*** PAGE EXCERPT Section Begins ***

Configure and run the constraint solver

This section covers solver configuration and execution.

In This Section

  • Configuration - Configure solver behavior with SolverConfig and TerminationConfig
  • Factory - Create and run solvers with SolverFactory and Solver
  • Scores - Understand SimpleScore, HardSoftScore, HardMediumSoftScore, and BendableScore

Overview

Running a solver involves:

  1. Configure - Set termination conditions, environment mode, and threading
  2. Build Request - Combine domain, constraints, WASM, and problem data
  3. Execute - Send to solver service and receive solution
  4. Interpret - Parse score and solution
use solverforge_core::{SolveRequest, SolveResponse, TerminationConfig};

// Build request with termination
let request = SolveRequest::new(
    domain, constraints, wasm_base64,
    "alloc", "dealloc", list_accessor, problem_json
)
.with_termination(TerminationConfig::new()
    .with_spent_limit("PT5M")
    .with_best_score_feasible(true)
);

// Send to solver
let response: SolveResponse = client
    .post(&format!("{}/solve", service.url()))

*** PAGE EXCERPT Section Ends ***
*** DATASET CONTENT Section Begins ***

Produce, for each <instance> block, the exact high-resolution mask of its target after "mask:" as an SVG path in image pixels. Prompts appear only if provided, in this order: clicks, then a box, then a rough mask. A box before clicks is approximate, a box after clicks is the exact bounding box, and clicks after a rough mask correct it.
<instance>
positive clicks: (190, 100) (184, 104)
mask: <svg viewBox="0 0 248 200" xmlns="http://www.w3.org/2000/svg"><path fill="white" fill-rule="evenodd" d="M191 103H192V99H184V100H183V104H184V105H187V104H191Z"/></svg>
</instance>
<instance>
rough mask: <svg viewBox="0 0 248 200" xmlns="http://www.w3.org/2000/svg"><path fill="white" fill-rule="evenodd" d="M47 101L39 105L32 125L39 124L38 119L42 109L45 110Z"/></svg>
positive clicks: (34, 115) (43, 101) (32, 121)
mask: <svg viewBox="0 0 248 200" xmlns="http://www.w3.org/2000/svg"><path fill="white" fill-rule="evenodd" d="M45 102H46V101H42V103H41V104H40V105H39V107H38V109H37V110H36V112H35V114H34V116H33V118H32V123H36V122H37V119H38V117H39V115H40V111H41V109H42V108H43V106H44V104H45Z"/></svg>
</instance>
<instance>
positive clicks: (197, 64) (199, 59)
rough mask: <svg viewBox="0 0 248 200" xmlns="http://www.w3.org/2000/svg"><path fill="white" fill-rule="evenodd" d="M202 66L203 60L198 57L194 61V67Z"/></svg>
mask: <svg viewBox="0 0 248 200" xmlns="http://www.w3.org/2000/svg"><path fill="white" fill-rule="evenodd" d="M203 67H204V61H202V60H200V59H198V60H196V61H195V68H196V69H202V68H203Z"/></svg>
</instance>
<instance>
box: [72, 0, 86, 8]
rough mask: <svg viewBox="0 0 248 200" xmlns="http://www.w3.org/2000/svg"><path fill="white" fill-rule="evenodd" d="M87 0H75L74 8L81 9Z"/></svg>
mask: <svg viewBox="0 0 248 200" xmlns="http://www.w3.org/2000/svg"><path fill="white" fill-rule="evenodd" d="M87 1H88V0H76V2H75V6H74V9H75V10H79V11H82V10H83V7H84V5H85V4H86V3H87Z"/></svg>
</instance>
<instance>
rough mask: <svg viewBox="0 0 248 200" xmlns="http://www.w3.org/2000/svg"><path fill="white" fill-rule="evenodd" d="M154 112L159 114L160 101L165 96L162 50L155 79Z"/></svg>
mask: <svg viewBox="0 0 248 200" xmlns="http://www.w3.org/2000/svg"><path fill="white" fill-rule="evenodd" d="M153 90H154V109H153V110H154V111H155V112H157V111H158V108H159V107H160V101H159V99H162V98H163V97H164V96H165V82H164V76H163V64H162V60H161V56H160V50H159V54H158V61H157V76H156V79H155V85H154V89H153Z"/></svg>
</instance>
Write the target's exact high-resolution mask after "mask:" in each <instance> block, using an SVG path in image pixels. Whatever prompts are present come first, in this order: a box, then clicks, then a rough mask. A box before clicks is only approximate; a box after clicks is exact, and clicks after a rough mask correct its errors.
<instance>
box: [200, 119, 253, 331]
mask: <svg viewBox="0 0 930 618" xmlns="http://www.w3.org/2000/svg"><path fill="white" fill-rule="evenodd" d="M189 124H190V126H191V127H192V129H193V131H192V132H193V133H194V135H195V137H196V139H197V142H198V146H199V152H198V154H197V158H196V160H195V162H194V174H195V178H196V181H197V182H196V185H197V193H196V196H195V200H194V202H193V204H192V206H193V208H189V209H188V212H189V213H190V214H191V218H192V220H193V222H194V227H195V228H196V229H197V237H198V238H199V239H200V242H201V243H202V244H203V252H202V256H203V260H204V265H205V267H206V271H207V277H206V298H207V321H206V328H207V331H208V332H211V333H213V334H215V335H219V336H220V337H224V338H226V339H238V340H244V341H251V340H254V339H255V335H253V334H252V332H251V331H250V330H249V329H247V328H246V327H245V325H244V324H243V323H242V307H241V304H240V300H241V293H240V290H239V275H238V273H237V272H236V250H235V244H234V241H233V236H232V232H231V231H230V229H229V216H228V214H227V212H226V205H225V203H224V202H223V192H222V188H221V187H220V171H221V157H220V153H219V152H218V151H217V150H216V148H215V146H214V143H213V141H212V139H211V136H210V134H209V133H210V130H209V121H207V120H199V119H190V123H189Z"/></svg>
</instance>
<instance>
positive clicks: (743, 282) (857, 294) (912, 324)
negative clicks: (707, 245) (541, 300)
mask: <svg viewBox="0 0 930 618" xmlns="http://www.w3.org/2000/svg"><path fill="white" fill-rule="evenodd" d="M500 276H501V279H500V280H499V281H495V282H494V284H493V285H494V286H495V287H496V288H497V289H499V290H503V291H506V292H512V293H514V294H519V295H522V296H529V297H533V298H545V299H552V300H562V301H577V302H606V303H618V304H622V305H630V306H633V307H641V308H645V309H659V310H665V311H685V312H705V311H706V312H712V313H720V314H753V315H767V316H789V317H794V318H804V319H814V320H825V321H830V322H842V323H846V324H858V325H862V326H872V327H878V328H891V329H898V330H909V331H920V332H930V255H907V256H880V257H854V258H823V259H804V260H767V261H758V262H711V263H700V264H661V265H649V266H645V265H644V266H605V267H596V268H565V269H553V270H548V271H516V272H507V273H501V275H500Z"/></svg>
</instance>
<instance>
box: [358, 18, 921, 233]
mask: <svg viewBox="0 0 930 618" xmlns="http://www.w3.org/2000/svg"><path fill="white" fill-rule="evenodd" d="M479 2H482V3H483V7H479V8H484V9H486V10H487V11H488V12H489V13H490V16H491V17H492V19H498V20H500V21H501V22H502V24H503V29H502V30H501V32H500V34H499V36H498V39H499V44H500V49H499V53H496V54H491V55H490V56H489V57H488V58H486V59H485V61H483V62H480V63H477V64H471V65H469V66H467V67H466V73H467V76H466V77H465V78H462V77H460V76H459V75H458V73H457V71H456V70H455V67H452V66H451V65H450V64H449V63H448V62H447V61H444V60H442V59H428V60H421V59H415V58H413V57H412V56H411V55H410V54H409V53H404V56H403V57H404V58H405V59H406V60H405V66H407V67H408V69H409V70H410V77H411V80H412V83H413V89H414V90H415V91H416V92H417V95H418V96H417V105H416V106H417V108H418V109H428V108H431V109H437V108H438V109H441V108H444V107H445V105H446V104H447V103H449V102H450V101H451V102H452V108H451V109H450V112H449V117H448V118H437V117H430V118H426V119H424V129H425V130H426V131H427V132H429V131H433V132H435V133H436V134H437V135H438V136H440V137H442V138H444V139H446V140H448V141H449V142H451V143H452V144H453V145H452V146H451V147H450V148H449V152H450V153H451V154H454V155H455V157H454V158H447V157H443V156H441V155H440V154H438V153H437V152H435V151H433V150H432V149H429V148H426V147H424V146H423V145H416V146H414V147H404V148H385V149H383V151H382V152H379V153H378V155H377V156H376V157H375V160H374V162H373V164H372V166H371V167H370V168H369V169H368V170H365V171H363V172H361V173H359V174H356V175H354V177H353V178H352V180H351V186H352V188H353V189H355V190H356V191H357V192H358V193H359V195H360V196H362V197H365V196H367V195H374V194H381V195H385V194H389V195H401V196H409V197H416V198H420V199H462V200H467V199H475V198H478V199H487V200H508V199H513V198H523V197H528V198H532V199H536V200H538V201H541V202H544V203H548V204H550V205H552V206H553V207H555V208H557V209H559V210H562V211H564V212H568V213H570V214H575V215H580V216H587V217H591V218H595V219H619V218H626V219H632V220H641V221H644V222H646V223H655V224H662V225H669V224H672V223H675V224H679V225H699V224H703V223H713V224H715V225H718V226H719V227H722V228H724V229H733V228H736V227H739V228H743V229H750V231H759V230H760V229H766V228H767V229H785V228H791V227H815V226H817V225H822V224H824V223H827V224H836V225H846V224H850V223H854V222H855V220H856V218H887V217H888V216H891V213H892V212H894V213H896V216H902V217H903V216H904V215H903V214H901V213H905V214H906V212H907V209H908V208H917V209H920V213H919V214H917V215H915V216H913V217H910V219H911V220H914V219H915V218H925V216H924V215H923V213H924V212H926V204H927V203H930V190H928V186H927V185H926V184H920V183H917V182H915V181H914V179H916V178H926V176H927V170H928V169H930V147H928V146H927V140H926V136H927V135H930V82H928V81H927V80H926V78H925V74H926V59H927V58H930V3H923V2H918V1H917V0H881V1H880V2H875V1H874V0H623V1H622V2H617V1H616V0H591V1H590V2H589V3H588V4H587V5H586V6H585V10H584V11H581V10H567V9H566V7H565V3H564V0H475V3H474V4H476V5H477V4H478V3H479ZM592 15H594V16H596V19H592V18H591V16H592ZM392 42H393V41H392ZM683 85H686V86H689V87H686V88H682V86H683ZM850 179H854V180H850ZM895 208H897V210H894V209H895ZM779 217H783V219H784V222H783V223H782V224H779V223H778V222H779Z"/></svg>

*** DATASET CONTENT Section Ends ***

● EXERCISE REQUIREMENTS
Resume the excerpt on configuring and running the constraint solver, continuing it from its last line.

● RESULT FOR THIS EXERCISE
    .json(&request)
    .send()?
    .json()?;

// Check result
println!("Score: {}", response.score);
if response.score.starts_with("0hard") {
    println!("Solution is feasible!");
}

Termination Conditions

The solver continues until a termination condition is met:

ConditionDescription
spent_limitMaximum solving time (e.g., "PT5M")
best_score_feasibleStop when feasible
best_score_limitStop at target score
move_count_limitMaximum moves
step_count_limitMaximum steps

Multiple conditions can be combined - the solver stops when any is satisfied.

1 - Solver Configuration

Configure solver behavior with SolverConfig and TerminationConfig

Configure how the solver runs with SolverConfig and TerminationConfig.

SolverConfig

Configure overall solver behavior:

use solverforge_core::{SolverConfig, TerminationConfig, EnvironmentMode, MoveThreadCount};

let config = SolverConfig::new()
    .with_solution_class("Schedule")
    .with_entity_class("Shift")
    .with_environment_mode(EnvironmentMode::Reproducible)
    .with_random_seed(42)
    .with_move_thread_count(MoveThreadCount::Auto)
    .with_termination(TerminationConfig::new()
        .with_spent_limit("PT5M")
    );

SolverConfig Methods

MethodDescription
with_solution_class(class)Set the solution class name
with_entity_class(class)Add an entity class
with_entity_classes(classes)Set all entity classes
with_environment_mode(mode)Set environment mode
with_random_seed(seed)Set random seed for reproducibility
with_move_thread_count(count)Set parallel thread count
with_termination(config)Set termination configuration

Environment Modes

ModeDescription
ReproducibleSame seed = same solution (default)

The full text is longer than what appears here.